Task to carry out: Keep the pictures out. Restate the entries below word for word.

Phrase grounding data
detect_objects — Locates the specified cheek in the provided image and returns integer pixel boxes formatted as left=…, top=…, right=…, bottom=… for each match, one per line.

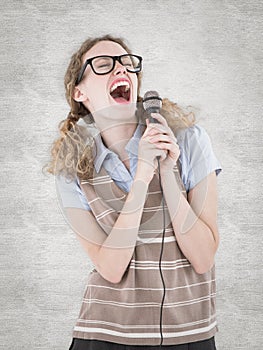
left=131, top=77, right=138, bottom=99
left=86, top=81, right=107, bottom=101
left=85, top=85, right=110, bottom=112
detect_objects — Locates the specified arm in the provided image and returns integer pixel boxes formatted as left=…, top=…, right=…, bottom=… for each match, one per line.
left=161, top=170, right=219, bottom=274
left=65, top=178, right=148, bottom=284
left=64, top=126, right=166, bottom=284
left=146, top=113, right=220, bottom=273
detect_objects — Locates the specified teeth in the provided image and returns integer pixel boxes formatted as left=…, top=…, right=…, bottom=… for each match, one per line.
left=110, top=81, right=130, bottom=93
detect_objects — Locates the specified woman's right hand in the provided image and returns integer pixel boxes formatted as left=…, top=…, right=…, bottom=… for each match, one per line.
left=136, top=119, right=167, bottom=184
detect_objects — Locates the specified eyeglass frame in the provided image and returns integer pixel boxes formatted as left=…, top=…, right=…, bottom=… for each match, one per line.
left=76, top=54, right=143, bottom=85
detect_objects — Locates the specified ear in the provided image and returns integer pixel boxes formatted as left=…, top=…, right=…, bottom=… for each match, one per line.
left=73, top=86, right=89, bottom=102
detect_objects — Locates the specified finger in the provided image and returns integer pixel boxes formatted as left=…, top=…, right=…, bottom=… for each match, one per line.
left=142, top=119, right=153, bottom=137
left=155, top=142, right=180, bottom=156
left=149, top=134, right=172, bottom=144
left=147, top=124, right=169, bottom=136
left=149, top=133, right=178, bottom=146
left=150, top=113, right=168, bottom=127
left=155, top=150, right=167, bottom=162
left=148, top=121, right=174, bottom=138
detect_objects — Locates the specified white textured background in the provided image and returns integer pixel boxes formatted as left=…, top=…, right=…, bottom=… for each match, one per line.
left=1, top=1, right=262, bottom=349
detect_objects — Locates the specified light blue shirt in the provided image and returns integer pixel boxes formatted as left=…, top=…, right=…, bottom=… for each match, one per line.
left=56, top=123, right=222, bottom=210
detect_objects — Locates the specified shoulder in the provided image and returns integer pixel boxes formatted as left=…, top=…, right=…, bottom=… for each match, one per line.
left=56, top=174, right=91, bottom=210
left=175, top=124, right=216, bottom=162
left=175, top=124, right=222, bottom=192
left=175, top=124, right=211, bottom=150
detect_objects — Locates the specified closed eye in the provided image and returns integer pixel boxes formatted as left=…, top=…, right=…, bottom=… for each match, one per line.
left=97, top=63, right=111, bottom=68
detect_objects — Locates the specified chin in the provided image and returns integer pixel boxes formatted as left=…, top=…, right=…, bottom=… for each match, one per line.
left=92, top=102, right=137, bottom=127
left=111, top=102, right=137, bottom=121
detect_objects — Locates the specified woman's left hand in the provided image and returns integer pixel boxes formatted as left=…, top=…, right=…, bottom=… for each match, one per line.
left=147, top=113, right=180, bottom=174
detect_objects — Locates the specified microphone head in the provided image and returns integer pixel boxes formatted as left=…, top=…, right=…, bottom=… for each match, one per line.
left=142, top=90, right=162, bottom=114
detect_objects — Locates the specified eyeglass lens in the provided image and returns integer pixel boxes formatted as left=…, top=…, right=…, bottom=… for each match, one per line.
left=92, top=55, right=141, bottom=74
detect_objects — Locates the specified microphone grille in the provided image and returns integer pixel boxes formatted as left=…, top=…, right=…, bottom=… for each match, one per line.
left=142, top=90, right=162, bottom=113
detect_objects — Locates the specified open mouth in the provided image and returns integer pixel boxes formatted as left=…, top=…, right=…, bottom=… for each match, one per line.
left=110, top=80, right=131, bottom=103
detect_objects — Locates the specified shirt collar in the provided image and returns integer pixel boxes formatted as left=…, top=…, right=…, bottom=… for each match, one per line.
left=93, top=123, right=144, bottom=173
left=93, top=133, right=113, bottom=173
left=125, top=123, right=144, bottom=156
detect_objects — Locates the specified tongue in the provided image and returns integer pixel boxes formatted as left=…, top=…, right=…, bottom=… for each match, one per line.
left=113, top=96, right=128, bottom=103
left=110, top=85, right=129, bottom=103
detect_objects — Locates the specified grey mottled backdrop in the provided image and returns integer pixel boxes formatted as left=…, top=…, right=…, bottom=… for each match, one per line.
left=1, top=1, right=262, bottom=349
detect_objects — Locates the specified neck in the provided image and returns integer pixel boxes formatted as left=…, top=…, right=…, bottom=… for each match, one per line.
left=101, top=122, right=137, bottom=160
left=92, top=107, right=138, bottom=166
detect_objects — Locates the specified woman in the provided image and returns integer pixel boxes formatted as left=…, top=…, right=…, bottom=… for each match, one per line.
left=47, top=35, right=222, bottom=349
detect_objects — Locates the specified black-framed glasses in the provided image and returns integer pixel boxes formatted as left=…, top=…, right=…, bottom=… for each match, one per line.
left=76, top=54, right=143, bottom=84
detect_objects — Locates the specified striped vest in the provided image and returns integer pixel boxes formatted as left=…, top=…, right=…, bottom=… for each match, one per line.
left=72, top=164, right=218, bottom=346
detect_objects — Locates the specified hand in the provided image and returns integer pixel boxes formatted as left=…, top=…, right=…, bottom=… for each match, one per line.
left=136, top=120, right=167, bottom=184
left=147, top=113, right=180, bottom=174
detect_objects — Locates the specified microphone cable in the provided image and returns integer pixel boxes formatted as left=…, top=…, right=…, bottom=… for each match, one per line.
left=156, top=157, right=166, bottom=348
left=142, top=90, right=167, bottom=347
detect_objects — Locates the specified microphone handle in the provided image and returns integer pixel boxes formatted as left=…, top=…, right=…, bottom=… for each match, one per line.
left=148, top=111, right=161, bottom=160
left=148, top=110, right=161, bottom=160
left=149, top=116, right=160, bottom=124
left=148, top=107, right=160, bottom=124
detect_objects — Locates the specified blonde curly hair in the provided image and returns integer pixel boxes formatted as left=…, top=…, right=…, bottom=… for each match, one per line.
left=45, top=35, right=195, bottom=180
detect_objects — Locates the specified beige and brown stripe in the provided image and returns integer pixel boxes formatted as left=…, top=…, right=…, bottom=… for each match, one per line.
left=72, top=165, right=218, bottom=346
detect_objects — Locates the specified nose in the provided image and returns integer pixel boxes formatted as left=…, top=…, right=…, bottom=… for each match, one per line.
left=113, top=61, right=127, bottom=75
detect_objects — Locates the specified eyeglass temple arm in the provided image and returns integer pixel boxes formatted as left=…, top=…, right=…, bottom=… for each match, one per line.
left=76, top=59, right=90, bottom=85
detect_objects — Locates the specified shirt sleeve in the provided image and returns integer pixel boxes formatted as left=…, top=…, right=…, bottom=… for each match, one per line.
left=177, top=124, right=222, bottom=193
left=55, top=175, right=91, bottom=210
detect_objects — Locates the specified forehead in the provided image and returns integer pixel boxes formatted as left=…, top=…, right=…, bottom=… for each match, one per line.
left=83, top=41, right=128, bottom=61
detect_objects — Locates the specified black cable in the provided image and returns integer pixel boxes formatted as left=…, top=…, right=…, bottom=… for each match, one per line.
left=157, top=158, right=166, bottom=348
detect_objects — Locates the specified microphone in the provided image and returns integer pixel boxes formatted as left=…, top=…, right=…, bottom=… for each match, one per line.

Your response:
detect_objects — Locates the specified cheek in the provided image and returns integer pixel boxes formatted as left=…, top=…, right=…, bottom=… for each match, one per line.

left=131, top=77, right=138, bottom=99
left=86, top=81, right=107, bottom=101
left=85, top=85, right=110, bottom=112
detect_objects — Locates the specified arm in the provided image and returns integer pixel boxes formatted as left=…, top=…, right=…, bottom=… for each match, one per line.
left=161, top=170, right=219, bottom=274
left=65, top=178, right=148, bottom=284
left=64, top=126, right=166, bottom=284
left=146, top=113, right=220, bottom=273
detect_objects — Locates the specified teeth in the provided image and returns integer pixel boxes formatted as left=…, top=…, right=…, bottom=… for each match, one per line.
left=110, top=81, right=130, bottom=93
detect_objects — Locates the specified woman's right hand in the provided image and returns integer pixel boxes formatted as left=…, top=…, right=…, bottom=… for each match, one per line.
left=136, top=119, right=167, bottom=184
detect_objects — Locates the specified eyeglass frame in the provided image and returns integer pixel boxes formatted as left=…, top=…, right=…, bottom=… for each match, one per line.
left=76, top=54, right=143, bottom=85
detect_objects — Locates the specified ear in the provided image and returns integer pixel boxes formatted as left=…, top=…, right=…, bottom=… for each match, one per line.
left=73, top=86, right=89, bottom=102
detect_objects — Locates the specified finger in the provided image and returns integer pixel boxes formatted as left=…, top=…, right=…, bottom=… for each match, one per line.
left=142, top=119, right=153, bottom=137
left=155, top=142, right=180, bottom=156
left=149, top=134, right=172, bottom=144
left=147, top=124, right=169, bottom=136
left=149, top=133, right=178, bottom=146
left=150, top=113, right=168, bottom=127
left=155, top=150, right=167, bottom=162
left=148, top=121, right=174, bottom=138
detect_objects — Locates the specified white textured background in the provided image and returns integer pixel boxes formatted as left=…, top=…, right=…, bottom=… for each match, one per line.
left=1, top=1, right=262, bottom=349
detect_objects — Locates the specified light blue shirt in the provided image and returns integer pixel boxes formatted as left=…, top=…, right=…, bottom=… for each match, one per line.
left=56, top=123, right=222, bottom=210
detect_objects — Locates the specified shoulder in the provided image and returns integer pixel boxes formatted as left=…, top=…, right=…, bottom=… for each match, one per line.
left=56, top=174, right=91, bottom=210
left=175, top=124, right=216, bottom=162
left=175, top=124, right=222, bottom=192
left=175, top=124, right=211, bottom=150
detect_objects — Locates the specified closed eye in the provided image and returns integer pixel boxes formatted as left=…, top=…, right=…, bottom=… for each match, one per line.
left=97, top=63, right=111, bottom=68
detect_objects — Locates the specified chin in the provided image and returns integer pixel boxes formatted as left=…, top=…, right=…, bottom=… for each match, one per line.
left=92, top=102, right=137, bottom=127
left=111, top=102, right=137, bottom=121
detect_objects — Locates the specified woman's left hand in the provided image and returns integer pixel boxes formatted as left=…, top=…, right=…, bottom=… for each match, one per line.
left=147, top=113, right=180, bottom=174
detect_objects — Locates the specified microphone head in the provided image and returns integer pixel boxes formatted as left=…, top=…, right=…, bottom=… for each match, one per line.
left=142, top=90, right=162, bottom=114
detect_objects — Locates the specified eyeglass lens in the provided image and returns integer pixel boxes formatted as left=…, top=…, right=…, bottom=… for each match, one per line.
left=92, top=55, right=141, bottom=74
detect_objects — Locates the specified microphone grille in the provided image and returns integer pixel boxes formatted as left=…, top=…, right=…, bottom=… for each match, one per line.
left=142, top=90, right=162, bottom=113
detect_objects — Locates the specified open mouth in the provided image and returns integer pixel boxes formatted as left=…, top=…, right=…, bottom=… for each match, one per line.
left=110, top=80, right=131, bottom=103
detect_objects — Locates the specified shirt collar in the provided image and returns integer pixel boxes formatted as left=…, top=…, right=…, bottom=… for each match, one per line.
left=93, top=123, right=144, bottom=173
left=93, top=133, right=113, bottom=173
left=125, top=123, right=144, bottom=156
detect_objects — Locates the specified tongue in the provided image and returns integer pixel boxes formatted as left=…, top=…, right=…, bottom=… for each match, one per line.
left=113, top=96, right=128, bottom=103
left=110, top=85, right=129, bottom=103
detect_objects — Locates the specified grey mottled backdrop in the provided image and returns integer pixel boxes formatted as left=…, top=…, right=…, bottom=… for each match, one per line.
left=1, top=1, right=262, bottom=349
detect_objects — Locates the specified neck in the provided image and returns integer pixel boxes formatted as left=…, top=…, right=…, bottom=… for each match, one per line.
left=101, top=122, right=137, bottom=160
left=92, top=107, right=138, bottom=166
detect_objects — Locates the specified woman in the provided image and returns integer pixel boxes formatted as left=…, top=…, right=…, bottom=… for each match, one per line.
left=47, top=35, right=222, bottom=349
detect_objects — Locates the specified black-framed glasses in the provided image and returns integer pixel boxes formatted as left=…, top=…, right=…, bottom=… for each match, one per line.
left=76, top=54, right=143, bottom=84
detect_objects — Locates the specified striped vest in the provided image and returns integer pixel boxes formatted as left=…, top=…, right=…, bottom=… for each match, one per line.
left=72, top=164, right=218, bottom=346
detect_objects — Locates the specified hand in the provided image and returns integer pixel boxes formatted as left=…, top=…, right=…, bottom=… for each match, one per line.
left=136, top=120, right=167, bottom=184
left=147, top=113, right=180, bottom=174
detect_objects — Locates the specified microphone cable in the provided image and returns integer pixel boxes formatted as left=…, top=…, right=…, bottom=… for each match, one per line.
left=156, top=157, right=166, bottom=348
left=142, top=90, right=167, bottom=347
detect_objects — Locates the specified microphone handle in the provided image and returns integer pixel boxes formatted as left=…, top=…, right=…, bottom=… for each match, one per line.
left=148, top=111, right=161, bottom=160
left=148, top=110, right=161, bottom=160
left=149, top=116, right=160, bottom=124
left=148, top=107, right=160, bottom=124
detect_objects — Locates the specified blonde curly hair in the provided image and returns integer pixel boxes formatted as left=…, top=…, right=…, bottom=… for each match, one per line.
left=45, top=35, right=195, bottom=180
detect_objects — Locates the specified beige and brown stripe in the provided image and returns integer pixel boxes formatted as left=…, top=…, right=…, bottom=… for each match, one per line.
left=72, top=165, right=218, bottom=346
detect_objects — Locates the specified nose in the provided image and returns integer pixel boxes formatted as left=…, top=…, right=…, bottom=… for each match, one per line.
left=113, top=61, right=127, bottom=75
detect_objects — Locates the specified eyeglass temple arm in the provided image and returns integer pixel boxes formatted as left=…, top=…, right=…, bottom=… for each match, one per line.
left=76, top=59, right=90, bottom=85
detect_objects — Locates the specified shirt sleeve in the provided image and returns integer pixel boxes formatted as left=…, top=…, right=…, bottom=… for each match, one per line.
left=177, top=124, right=222, bottom=193
left=55, top=175, right=91, bottom=210
detect_objects — Locates the specified forehead in the provided image and returns integer pixel boxes formatted as left=…, top=…, right=…, bottom=… for each match, one per line.
left=83, top=41, right=128, bottom=61
detect_objects — Locates the specified black cable in the provided image and returns integer pixel boxes formatted as left=…, top=…, right=…, bottom=… for each match, one per line.
left=157, top=158, right=166, bottom=348
detect_objects — Locates the specified microphone in the provided image and returns integer pixel boxes formatted as left=…, top=…, right=…, bottom=… for each match, one per line.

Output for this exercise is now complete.